* **Available records**
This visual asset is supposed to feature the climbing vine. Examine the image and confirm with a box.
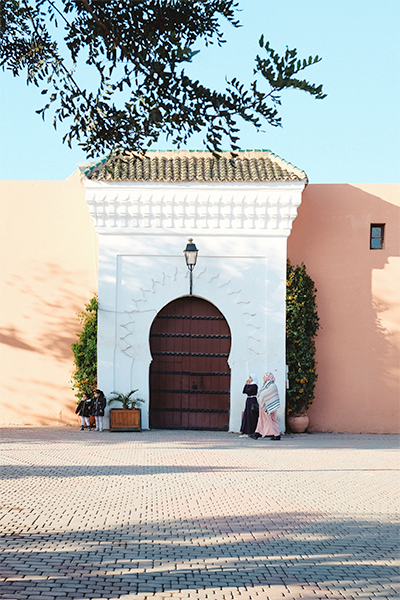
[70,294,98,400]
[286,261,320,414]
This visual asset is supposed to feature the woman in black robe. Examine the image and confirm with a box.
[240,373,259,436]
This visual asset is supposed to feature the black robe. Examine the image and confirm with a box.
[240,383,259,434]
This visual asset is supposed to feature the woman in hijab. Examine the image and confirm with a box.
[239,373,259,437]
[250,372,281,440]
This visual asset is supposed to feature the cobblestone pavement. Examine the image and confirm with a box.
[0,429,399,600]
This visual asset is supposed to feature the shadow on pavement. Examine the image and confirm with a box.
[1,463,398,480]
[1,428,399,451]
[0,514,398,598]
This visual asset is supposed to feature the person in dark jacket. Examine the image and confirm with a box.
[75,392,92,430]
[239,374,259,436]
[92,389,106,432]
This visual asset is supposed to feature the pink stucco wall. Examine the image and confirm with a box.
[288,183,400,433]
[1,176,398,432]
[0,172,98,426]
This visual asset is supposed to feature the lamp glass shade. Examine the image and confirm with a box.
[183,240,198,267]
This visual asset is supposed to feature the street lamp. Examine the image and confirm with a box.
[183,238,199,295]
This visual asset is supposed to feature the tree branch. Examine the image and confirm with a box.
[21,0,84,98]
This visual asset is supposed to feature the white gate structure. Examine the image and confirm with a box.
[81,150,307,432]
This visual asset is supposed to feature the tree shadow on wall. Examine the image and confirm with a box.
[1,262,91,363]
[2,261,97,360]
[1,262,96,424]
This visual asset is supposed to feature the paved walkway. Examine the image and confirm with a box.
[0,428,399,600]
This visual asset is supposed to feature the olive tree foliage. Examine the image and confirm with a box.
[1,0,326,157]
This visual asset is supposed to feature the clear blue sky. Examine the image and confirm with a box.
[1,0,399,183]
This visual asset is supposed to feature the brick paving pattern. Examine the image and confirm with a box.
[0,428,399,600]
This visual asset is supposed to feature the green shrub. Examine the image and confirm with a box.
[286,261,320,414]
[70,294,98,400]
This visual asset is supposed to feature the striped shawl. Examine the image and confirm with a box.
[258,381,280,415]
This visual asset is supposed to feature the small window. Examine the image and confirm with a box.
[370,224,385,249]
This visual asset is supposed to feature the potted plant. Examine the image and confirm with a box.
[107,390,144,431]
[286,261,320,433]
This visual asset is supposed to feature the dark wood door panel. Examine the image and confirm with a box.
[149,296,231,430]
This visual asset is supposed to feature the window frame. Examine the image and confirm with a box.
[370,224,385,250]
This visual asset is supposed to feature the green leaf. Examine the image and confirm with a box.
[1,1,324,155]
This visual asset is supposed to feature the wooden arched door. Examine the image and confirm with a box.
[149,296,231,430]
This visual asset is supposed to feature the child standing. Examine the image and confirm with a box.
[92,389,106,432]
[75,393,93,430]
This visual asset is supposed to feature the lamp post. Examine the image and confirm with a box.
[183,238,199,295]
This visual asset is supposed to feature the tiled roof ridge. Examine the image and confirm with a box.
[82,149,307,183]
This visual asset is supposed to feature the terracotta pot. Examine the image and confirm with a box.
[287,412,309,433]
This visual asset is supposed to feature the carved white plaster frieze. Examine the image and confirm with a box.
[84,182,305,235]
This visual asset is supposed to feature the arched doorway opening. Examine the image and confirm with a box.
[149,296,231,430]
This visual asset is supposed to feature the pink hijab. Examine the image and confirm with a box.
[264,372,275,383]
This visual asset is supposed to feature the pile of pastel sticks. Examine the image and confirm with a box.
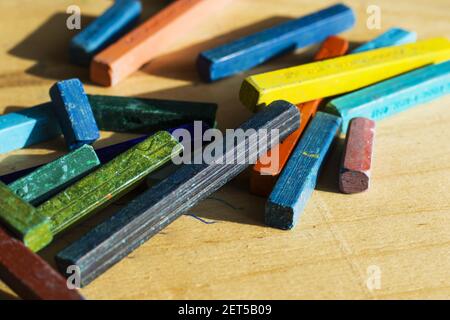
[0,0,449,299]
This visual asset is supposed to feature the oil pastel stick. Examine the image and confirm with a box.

* **Exercise directions**
Every line above needs to be written out again as it stands. Pictures do not belong in the copy.

* **Task response**
This visual asset is supposed to feature the climbing vine. Examine the image and confirm with a box.
[70,294,98,400]
[286,261,320,414]
This visual asset is supposed to feature the woman in black robe. Examine the image and confirm with a box.
[240,373,259,436]
This visual asset is supposed to feature the black robe. Examine the image and confirm with a box.
[240,383,259,434]
This visual asset is supposed to feature the woman in hijab. Examine the image and confirm with a box.
[239,373,259,437]
[250,372,281,440]
This visual asset is supposed to feature the cobblestone pavement. Examine the image and confirm with a box.
[0,429,399,600]
This visual asset is supposed to feature the shadow on pavement. Examine the image and confirm with a box.
[1,463,398,480]
[1,428,399,451]
[0,514,398,598]
This visual asset is supposed to feature the person in dark jacket. Examine the image and confirm with a box.
[75,392,92,430]
[239,374,259,436]
[92,389,106,432]
This visual asset is supposed to feature the pink stucco wall. Examine the image and confirm with a box.
[288,183,400,433]
[1,176,398,432]
[0,172,98,426]
This visual asset is supposed to feature the lamp glass shade. Examine the image and confirm with a box.
[183,240,198,267]
This visual asset is supposed to feature the street lamp. Examine the image and confirm with a box.
[183,238,199,295]
This visual asset is supposed to feature the tree branch. Examine the image and confirm with a box.
[21,0,84,98]
This visual asset is supposed to feature the white gate structure. Examine the image and confirm with a box.
[81,150,307,432]
This visual asset is supposed to feature the tree shadow on wall. Examine the image and confirm with a box.
[1,262,91,363]
[2,261,97,360]
[1,262,96,424]
This visual asset is supposed to feature the paved walkway. Examine the image and confirm with a box.
[0,428,399,600]
This visual asset is supposed to feature the olive tree foliage. Examine the image and confirm with a box.
[1,0,326,157]
This visual asset is supposed to feature the clear blue sky. Examine the image and confirm with a box.
[1,0,399,183]
This visual asset is supposed to feature the brick paving pattern. Examine the image and confirm with a box.
[0,428,399,600]
This visual asset is supposed to feature the green shrub. Examine the image and confirm with a box.
[286,261,320,414]
[70,294,98,400]
This visual asset is supposed to feature the striped shawl. Examine the image and confirm with a box.
[258,381,280,415]
This visual asset is supposed to feature the small window. Examine the image and confirm with a box.
[370,224,385,249]
This visual asset is supposed to feature the potted plant. Examine the image and confirm with a box.
[107,390,144,431]
[286,261,320,433]
This visual asset is supposed to feature the dark wood door panel. Examine the image and confirm with a box.
[149,296,231,430]
This visual asset is supposed to feature the window frame. Examine the image and confirm with a box.
[370,224,385,250]
This visual asset is supposed to feature the green leaf. Examine the image and confirm with a box.
[1,1,324,155]
This visual asset is supposed to feature the wooden arched door. Examine the image and confirm with a box.
[149,296,231,430]
This visual asset is supposed to feature the child standing. Examine the image and confirm with a box.
[92,389,106,432]
[75,393,93,430]
This visual asset is supposed to feature the lamp post. Examine the image and confirm with a box.
[183,238,199,295]
This visual asset is supposed to feature the tiled roof ridge. Examine the image and confirm with a box.
[82,149,307,183]
This visual asset is supposed to feature the terracotta pot. Examine the image and confirm with a box.
[287,412,309,433]
This visual asset is supposed to feature the carved white plaster frieze. Examine the image and confirm with a box.
[84,182,305,235]
This visual asset is supposed to feature the arched doorway opening. Examine the image and confirm with a box.
[149,296,231,430]
This visual asset is supposed to feature the pink hijab. Examine the image and confirm with a box.
[264,372,275,383]
This visual asset is supposed to feature the pile of pastel sticks. Examine the image and confirm with a box.
[0,0,449,299]
This visual asset is supposed to feature the oil pastel stick. Examine the image and confirm with a box.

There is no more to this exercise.